■ Written tasks
A. Write out the part of the passage on trimming the sheer between "All is not lost, though." and "for illustrative purposes.", inclusive.
B. For each statement below, say whether it agrees with the passage on trimming the sheer, answering yes or no and quoting the deciding words from that passage.
(i) The excess sheer was trimmed with a Roto-Zip.
(ii) The sheer line can still be reshaped without much trouble.
(iii) The gunnels are to be cut from cedar.
C. Answer these questions from the passage on trimming the sheer.
(i) What was clamped to the carbon copy sheer line to scribe the trim line?
(ii) About what share of the sheer is described as OK?
(iii) What must be protected when tweaking the overall shape of the shell?

I clamped a left over cedar strip to the carbon copy sheer line and scribed a trim line. Then I used my Roto-Zip to make lots of dust and trim the excess sheer. The sheer is maybe 70% OK, but definitely has its problems. In a few spots, it's pretty darn wavy and I've been struggling with ideas to salvage the mess.

Here's a look at the trimmed shell



I know, it looks bad, doesn't it?
But wait, it gets worse, here is a look at the waviest portion of the sheer



All of the shell has really firmed up, I can tweak the overall shape slightly (must be careful to not screw up the rocker) but that sheer line may as well be cut from stone.
All is not lost, though. I think I can cut some slightly oversized foam for the gunnels. Then sand the gunnels to a smooth profile, essentially ignoring the wavy sheer partially encased in them.

Here's a look at some left over foam sections stuck on the sheer for illustrative purposes.

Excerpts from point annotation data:
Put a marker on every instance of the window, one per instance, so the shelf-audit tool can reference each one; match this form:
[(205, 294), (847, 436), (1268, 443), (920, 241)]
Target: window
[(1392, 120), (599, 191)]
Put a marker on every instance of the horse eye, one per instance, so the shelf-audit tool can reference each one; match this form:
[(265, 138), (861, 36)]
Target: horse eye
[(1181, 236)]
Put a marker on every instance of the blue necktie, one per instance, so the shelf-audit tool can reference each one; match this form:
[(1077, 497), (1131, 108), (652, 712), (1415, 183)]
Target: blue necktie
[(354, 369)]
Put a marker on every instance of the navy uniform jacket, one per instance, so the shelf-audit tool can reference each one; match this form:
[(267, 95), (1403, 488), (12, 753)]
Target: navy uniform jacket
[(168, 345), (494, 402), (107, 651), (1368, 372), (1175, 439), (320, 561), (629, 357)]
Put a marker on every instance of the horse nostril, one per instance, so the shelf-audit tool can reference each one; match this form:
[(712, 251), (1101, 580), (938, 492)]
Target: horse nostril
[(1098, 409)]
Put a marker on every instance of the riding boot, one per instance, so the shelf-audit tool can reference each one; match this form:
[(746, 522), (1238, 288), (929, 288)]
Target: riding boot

■ Expected results
A.
All is not lost, though. I think I can cut some slightly oversized foam for the gunnels. Then sand the gunnels to a smooth profile, essentially ignoring the wavy sheer partially encased in them.

Here's a look at some left over foam sections stuck on the sheer for illustrative purposes.

B.
(i) Yes: "Then I used my Roto-Zip to make lots of dust and trim the excess sheer."
(ii) No: "that sheer line may as well be cut from stone."
(iii) No: "I think I can cut some slightly oversized foam for the gunnels."

C.
(i) A left over cedar strip.
(ii) Maybe 70%.
(iii) The rocker.